What this exercise asks:
- a) In the article on British MPs' expenses, turn the paragraph beginning "Not surprisingly, the MPs had behaved abominably" into a short bulleted list that keeps its main facts.
- b) Translate this sentence from the article on British MPs' expenses into Spanish: "Late night comedians are grateful for the never-ending stream of scandals like this one coming from political centers of power."
- c) Retype the part of the article on British MPs' expenses starting at "Late night comedians" and ending at "than our leaders?".

Extract to read:
Plausible Deniability

By Jim Tune

In the United Kingdom, members of Parliament have long been allowed to bill taxpayers for the expense of maintaining a second home because they are required to spend time in both London and their home districts. The office responsible for deciding what was reasonable approved nearly every request. Consequently British members of Parliament (MPs) treated it like a big blank check. And because their expenses were hidden from the public, MPs thought they had it made, until a newspaper printed a leaked copy of those expense claims in 2009.

Not surprisingly, the MPs had behaved abominably. Many of them declared their second home to be whichever one was due for major and lavish renovations (including dredging the moats). When the renovations were completed, they simply redesignated their primary home as their secondary home and renovated that one too, sometimes selling the newly renovated home for a huge profit.

Late night comedians are grateful for the never-ending stream of scandals like this one coming from political centers of power. But are the rest of us any better than our leaders?

Recorded data:
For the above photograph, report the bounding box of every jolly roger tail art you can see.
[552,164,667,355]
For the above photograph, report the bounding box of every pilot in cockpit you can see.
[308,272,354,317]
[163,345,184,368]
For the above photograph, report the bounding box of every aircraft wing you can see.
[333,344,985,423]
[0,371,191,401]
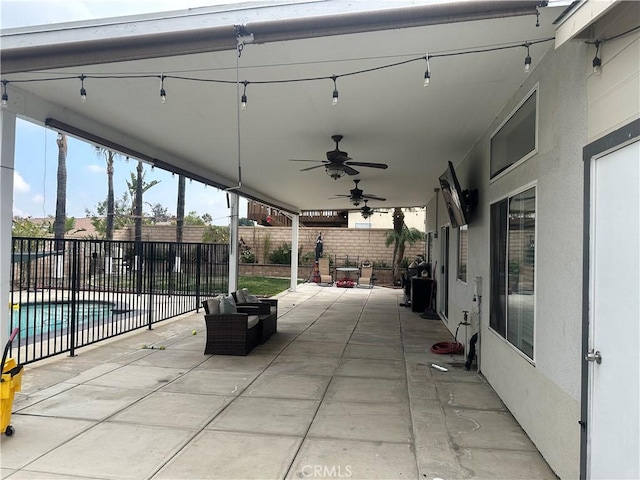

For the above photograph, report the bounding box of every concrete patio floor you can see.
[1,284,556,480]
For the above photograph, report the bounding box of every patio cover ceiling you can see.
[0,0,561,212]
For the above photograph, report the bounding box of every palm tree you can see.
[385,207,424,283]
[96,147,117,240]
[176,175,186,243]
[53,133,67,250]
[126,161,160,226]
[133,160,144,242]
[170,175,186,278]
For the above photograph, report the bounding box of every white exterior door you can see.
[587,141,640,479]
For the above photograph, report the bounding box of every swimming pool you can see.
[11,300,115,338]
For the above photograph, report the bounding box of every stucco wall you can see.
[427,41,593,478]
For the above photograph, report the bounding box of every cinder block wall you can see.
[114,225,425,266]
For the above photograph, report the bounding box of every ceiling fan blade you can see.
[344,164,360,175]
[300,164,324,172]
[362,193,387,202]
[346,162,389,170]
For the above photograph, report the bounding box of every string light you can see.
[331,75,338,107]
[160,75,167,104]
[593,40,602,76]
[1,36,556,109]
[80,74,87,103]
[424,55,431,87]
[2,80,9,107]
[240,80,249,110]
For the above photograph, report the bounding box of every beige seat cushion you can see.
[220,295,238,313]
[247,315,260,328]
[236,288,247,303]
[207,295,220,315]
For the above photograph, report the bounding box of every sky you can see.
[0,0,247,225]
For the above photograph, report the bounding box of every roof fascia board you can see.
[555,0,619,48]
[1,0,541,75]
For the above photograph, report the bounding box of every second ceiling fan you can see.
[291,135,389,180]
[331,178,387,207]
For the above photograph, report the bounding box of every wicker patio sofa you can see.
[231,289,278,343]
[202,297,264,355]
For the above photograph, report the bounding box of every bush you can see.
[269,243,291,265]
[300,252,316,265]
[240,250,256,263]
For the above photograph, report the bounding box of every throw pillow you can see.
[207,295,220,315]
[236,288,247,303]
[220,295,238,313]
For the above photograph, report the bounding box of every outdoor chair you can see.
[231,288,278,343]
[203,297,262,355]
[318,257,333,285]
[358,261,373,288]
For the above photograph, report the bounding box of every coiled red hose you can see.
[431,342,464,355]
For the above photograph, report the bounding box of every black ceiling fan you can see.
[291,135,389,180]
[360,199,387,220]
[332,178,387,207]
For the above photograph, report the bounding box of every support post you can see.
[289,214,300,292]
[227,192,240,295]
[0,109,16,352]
...
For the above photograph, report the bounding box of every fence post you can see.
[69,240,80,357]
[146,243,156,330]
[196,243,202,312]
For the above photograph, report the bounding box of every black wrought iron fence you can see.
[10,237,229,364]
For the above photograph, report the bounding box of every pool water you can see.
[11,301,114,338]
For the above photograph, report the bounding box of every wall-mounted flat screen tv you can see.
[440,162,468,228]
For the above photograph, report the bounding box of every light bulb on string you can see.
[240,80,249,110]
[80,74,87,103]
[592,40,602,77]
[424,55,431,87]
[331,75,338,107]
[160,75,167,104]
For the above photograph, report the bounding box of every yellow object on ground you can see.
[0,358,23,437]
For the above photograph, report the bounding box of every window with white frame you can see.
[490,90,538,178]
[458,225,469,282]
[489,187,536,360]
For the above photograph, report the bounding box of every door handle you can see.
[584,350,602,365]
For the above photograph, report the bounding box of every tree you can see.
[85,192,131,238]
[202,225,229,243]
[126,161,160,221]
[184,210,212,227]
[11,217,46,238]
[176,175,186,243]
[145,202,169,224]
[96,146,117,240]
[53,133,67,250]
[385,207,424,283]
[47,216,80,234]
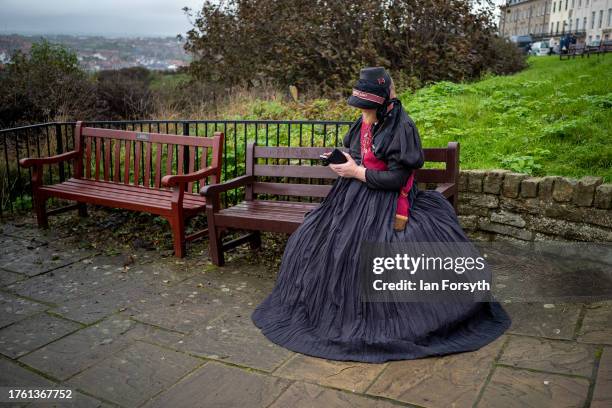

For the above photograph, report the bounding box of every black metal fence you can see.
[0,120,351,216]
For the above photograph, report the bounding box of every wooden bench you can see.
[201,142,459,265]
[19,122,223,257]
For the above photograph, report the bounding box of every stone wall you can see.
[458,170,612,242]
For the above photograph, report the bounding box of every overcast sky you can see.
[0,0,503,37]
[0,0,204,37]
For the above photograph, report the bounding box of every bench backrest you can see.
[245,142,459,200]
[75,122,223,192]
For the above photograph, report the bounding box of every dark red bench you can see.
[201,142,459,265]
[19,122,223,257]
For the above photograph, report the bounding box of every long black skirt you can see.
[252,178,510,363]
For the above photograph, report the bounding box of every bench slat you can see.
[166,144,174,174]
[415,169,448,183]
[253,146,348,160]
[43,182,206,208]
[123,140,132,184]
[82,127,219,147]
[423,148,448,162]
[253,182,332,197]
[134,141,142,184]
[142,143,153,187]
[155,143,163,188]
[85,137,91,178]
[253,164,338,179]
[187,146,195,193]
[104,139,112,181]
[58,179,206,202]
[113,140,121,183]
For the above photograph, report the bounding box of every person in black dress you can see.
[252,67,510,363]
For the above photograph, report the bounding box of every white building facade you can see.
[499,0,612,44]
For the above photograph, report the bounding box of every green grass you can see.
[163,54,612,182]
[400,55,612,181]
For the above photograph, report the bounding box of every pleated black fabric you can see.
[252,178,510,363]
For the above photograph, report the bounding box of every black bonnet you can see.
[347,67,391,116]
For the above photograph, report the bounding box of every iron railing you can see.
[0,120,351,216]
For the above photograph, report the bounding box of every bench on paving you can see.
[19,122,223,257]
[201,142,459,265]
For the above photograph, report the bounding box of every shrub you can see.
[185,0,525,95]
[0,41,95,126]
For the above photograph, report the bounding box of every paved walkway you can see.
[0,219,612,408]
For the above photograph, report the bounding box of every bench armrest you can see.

Solutions for each task:
- a)
- The MPs behaved abominably.
- Many declared as their second home whichever home was due for major, lavish renovations, including dredging the moats.
- Once the work was done, they redesignated their primary home as the secondary one and renovated that one too.
- They sometimes sold a newly renovated home for a huge profit.

- b) Los humoristas de los programas nocturnos agradecen el flujo interminable de escándalos como este que surgen de los centros de poder político.

- c)
Late night comedians are grateful for the never-ending stream of scandals like this one coming from political centers of power. But are the rest of us any better than our leaders?